Data for this task>
────────

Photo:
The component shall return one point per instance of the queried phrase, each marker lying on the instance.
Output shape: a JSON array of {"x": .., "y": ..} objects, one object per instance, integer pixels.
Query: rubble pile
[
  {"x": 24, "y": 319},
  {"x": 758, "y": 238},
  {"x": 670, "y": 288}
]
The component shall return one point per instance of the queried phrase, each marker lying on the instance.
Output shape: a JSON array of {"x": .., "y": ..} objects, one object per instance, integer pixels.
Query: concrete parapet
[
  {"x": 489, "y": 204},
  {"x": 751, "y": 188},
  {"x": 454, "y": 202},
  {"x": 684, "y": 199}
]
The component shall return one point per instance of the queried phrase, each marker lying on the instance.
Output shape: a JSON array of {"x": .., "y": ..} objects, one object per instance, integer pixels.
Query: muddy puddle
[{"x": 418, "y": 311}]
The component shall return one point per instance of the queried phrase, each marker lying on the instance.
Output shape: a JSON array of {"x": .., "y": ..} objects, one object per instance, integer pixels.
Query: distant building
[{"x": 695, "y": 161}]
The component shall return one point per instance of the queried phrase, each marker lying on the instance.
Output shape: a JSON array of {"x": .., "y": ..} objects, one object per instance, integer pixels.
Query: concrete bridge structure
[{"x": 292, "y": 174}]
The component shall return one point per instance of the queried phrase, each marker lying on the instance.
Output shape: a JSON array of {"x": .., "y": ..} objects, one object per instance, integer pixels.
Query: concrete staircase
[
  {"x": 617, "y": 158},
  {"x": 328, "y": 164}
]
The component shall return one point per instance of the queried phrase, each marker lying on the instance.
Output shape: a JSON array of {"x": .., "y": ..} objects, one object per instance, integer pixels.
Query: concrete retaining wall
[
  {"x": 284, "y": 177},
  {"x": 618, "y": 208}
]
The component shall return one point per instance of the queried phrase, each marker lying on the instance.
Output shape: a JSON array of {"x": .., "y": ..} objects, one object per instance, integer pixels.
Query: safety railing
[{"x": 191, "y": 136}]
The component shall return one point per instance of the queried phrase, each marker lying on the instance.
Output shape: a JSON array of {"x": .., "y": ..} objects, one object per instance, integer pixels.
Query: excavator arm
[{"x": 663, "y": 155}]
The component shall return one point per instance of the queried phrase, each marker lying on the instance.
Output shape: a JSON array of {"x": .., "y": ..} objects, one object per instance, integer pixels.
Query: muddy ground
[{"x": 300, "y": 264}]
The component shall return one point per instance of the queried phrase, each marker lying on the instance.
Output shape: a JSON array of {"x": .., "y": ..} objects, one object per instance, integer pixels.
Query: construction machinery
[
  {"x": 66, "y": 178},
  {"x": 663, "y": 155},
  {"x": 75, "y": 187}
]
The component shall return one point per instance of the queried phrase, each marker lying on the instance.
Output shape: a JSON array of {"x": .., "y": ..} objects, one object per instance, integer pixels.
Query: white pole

────────

Exercise aim> Output each entry once again, exactly as shown above.

Task response>
Photo:
The component shall return one point per instance of the queried phrase, each marker lying on the instance.
Output shape: a JSON array of {"x": .., "y": ..} objects, one object per instance, integer pixels.
Query: rubble pile
[
  {"x": 24, "y": 319},
  {"x": 758, "y": 238},
  {"x": 670, "y": 288}
]
The component shall return one point per instance of the queried phrase, each marker lying on the instance.
Output shape: a JSON array of {"x": .., "y": ..} objects, one object per instance, integer pixels.
Query: concrete parapet
[
  {"x": 489, "y": 204},
  {"x": 751, "y": 188},
  {"x": 454, "y": 202},
  {"x": 684, "y": 199}
]
The component shall return one point per instance of the queried phrase, each marker lying on the instance.
Output shape: a JSON array of {"x": .., "y": ..} objects, one object per instance, integer pixels.
Query: muddy puddle
[{"x": 418, "y": 311}]
The component shall return one point per instance of the queried phrase, each marker lying on the instance.
Output shape: a JSON array of {"x": .., "y": ..} objects, one object per instance, integer pixels.
Query: distant building
[{"x": 695, "y": 161}]
The component shall return one point per instance of the queried phrase, each marker lying on the instance.
Output shape: a JSON array of {"x": .., "y": ..} objects, one object per instance, integer pixels.
Query: concrete bridge structure
[{"x": 292, "y": 174}]
The component shall return one point per instance of the queried phrase, each marker lying on the instance.
Output shape: a JSON array of {"x": .., "y": ..} objects, one object per instance, integer pixels.
Query: concrete staircase
[
  {"x": 617, "y": 158},
  {"x": 328, "y": 164}
]
The component shall return one point per instance of the queried phrase, each marker lying on the instance.
Output shape: a JSON array of {"x": .., "y": ..} objects, one object per instance, integer pixels.
Query: concrete retaining wall
[
  {"x": 284, "y": 177},
  {"x": 618, "y": 208}
]
The component shall return one point per instance of the queried phrase, each marker lying on the instance.
Output shape: a JSON array of {"x": .., "y": ..} objects, one object per instance, integer pixels.
Query: safety railing
[{"x": 191, "y": 136}]
The component shall return one point per instance of the queried phrase, each marker lying on the instance.
Output shape: a JSON array of {"x": .., "y": ..} objects, one object per instance, integer pixels.
Query: excavator arm
[{"x": 663, "y": 155}]
The component shall return one point per instance of the queried phrase, each marker lying on the instance.
Output shape: a JSON array of {"x": .., "y": ..} objects, one object per instance, integer pixels.
Query: muddy ground
[{"x": 300, "y": 264}]
The component shall return one point per instance of the queried phrase, each marker lying on the instance.
Output shape: a JSON array of {"x": .., "y": ..} objects, one object per instance, integer pixels.
Query: construction machinery
[
  {"x": 66, "y": 178},
  {"x": 663, "y": 155},
  {"x": 75, "y": 187}
]
The component shall return one point per instance of the queried phrase, each marker lying on the instance.
Output shape: a JSON array of {"x": .., "y": ..} objects, one object per instance, integer pixels.
Query: white pole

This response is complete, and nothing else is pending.